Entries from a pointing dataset

..........

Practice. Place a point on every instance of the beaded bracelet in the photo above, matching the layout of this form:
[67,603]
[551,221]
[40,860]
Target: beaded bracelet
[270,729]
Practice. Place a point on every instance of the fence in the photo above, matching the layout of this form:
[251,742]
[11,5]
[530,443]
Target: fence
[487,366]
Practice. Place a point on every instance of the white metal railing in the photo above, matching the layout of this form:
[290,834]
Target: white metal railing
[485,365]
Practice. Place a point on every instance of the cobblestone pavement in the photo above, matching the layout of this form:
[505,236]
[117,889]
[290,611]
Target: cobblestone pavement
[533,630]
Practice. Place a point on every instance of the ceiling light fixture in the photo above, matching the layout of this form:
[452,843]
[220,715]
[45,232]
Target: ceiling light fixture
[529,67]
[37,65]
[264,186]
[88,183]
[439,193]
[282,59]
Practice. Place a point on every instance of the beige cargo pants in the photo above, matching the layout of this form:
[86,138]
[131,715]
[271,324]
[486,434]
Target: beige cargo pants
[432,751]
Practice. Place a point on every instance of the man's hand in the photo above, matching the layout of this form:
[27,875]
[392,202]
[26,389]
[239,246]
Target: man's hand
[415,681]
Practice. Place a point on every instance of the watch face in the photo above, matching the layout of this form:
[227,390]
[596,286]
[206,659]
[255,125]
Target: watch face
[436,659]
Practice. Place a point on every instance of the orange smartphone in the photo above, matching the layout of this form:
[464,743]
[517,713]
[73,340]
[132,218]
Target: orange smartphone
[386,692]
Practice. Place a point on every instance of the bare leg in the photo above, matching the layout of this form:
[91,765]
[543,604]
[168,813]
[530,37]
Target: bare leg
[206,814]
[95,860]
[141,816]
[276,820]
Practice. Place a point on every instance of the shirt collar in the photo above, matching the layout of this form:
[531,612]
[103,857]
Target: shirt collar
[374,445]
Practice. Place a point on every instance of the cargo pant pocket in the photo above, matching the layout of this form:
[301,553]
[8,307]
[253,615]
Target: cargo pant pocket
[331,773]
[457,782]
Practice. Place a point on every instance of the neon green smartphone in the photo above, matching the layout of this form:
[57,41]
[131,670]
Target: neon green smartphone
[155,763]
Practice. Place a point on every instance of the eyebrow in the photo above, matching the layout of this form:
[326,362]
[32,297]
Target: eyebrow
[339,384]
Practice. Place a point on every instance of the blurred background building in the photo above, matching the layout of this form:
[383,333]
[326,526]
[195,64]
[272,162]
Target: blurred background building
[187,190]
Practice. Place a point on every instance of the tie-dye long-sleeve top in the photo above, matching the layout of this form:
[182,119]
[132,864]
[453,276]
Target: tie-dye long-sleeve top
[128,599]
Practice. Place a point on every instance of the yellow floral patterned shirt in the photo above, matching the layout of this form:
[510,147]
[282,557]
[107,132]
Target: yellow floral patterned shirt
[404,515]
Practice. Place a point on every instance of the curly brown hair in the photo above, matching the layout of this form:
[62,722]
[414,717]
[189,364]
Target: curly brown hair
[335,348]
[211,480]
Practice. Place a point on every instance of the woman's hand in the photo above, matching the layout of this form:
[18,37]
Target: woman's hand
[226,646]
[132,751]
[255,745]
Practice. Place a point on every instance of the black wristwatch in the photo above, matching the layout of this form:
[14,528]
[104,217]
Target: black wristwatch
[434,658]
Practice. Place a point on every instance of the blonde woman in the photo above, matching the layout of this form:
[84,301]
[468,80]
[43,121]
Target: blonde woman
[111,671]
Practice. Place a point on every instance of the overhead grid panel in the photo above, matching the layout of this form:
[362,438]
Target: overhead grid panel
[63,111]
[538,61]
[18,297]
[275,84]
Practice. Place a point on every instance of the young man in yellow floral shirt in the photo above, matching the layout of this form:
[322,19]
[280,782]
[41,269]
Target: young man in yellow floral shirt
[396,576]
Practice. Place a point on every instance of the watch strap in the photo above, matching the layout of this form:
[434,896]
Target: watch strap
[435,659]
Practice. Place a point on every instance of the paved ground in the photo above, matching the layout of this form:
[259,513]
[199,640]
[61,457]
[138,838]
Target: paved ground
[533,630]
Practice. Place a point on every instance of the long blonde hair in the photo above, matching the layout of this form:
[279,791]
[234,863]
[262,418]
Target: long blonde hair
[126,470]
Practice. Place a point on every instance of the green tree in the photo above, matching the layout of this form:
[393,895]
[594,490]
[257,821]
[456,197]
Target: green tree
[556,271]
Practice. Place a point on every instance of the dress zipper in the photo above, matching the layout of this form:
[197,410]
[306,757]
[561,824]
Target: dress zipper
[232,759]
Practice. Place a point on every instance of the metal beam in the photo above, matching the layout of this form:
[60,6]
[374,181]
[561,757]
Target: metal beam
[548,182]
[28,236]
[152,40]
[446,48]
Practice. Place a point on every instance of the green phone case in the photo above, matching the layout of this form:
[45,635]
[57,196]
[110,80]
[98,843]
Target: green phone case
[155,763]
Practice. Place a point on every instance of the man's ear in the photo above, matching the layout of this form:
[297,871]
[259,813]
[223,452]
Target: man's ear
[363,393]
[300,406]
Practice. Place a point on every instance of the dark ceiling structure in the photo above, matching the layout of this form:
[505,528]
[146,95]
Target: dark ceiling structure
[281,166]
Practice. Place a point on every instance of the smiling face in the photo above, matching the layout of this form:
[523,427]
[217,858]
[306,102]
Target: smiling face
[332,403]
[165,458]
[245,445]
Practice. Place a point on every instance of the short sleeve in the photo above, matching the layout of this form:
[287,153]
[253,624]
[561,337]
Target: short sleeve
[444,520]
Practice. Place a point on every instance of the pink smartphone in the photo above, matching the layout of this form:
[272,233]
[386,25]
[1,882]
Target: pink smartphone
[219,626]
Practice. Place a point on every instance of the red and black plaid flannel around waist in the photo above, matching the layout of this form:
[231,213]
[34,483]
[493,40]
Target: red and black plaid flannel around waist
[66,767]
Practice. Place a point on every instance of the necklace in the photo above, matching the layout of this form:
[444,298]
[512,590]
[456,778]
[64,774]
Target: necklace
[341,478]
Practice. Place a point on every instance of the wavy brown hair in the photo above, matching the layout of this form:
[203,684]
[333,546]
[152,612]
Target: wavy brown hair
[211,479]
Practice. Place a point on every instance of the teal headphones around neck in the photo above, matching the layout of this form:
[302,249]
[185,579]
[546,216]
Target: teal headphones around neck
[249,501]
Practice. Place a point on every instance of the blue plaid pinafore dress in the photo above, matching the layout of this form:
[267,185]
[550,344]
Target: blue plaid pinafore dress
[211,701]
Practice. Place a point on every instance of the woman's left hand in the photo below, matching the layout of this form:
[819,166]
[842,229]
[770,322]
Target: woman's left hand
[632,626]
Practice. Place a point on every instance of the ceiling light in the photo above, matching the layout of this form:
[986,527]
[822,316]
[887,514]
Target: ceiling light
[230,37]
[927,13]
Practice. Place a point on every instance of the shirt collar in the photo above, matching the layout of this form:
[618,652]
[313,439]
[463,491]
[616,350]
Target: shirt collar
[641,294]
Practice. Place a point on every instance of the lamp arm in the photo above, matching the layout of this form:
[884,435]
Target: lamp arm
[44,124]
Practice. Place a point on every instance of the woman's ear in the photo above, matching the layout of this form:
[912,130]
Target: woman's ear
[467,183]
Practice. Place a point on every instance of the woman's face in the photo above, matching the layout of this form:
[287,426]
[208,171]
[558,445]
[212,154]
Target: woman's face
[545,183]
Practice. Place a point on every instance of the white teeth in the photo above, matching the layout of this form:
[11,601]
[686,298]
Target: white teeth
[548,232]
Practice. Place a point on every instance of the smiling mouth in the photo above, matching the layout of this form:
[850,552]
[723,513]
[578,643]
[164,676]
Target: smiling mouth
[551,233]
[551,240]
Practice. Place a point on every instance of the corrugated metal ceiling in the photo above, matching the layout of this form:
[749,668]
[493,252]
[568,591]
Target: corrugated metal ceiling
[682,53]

..........

▶ [Your goal] Reproduce nothing but the lines from the line containing "Practice. Place a point on every instance of the white teeth" to the last line of the data, each exactly as written.

▶ [Task result]
Practice. Place a point on every instance of the white teeth in the photo above, matching the layout of this form:
[11,601]
[686,298]
Target: white teeth
[548,232]
Practice. Place a point on every instance of the smiling mouth in the photo above, matching the layout of this form:
[850,552]
[723,513]
[578,643]
[164,676]
Target: smiling mouth
[551,233]
[551,240]
Practice. Place a point on every instance of the corrugated metal ceiling in the photo above, matching the layout of this form:
[749,668]
[493,252]
[568,591]
Target: corrugated metal ceiling
[682,53]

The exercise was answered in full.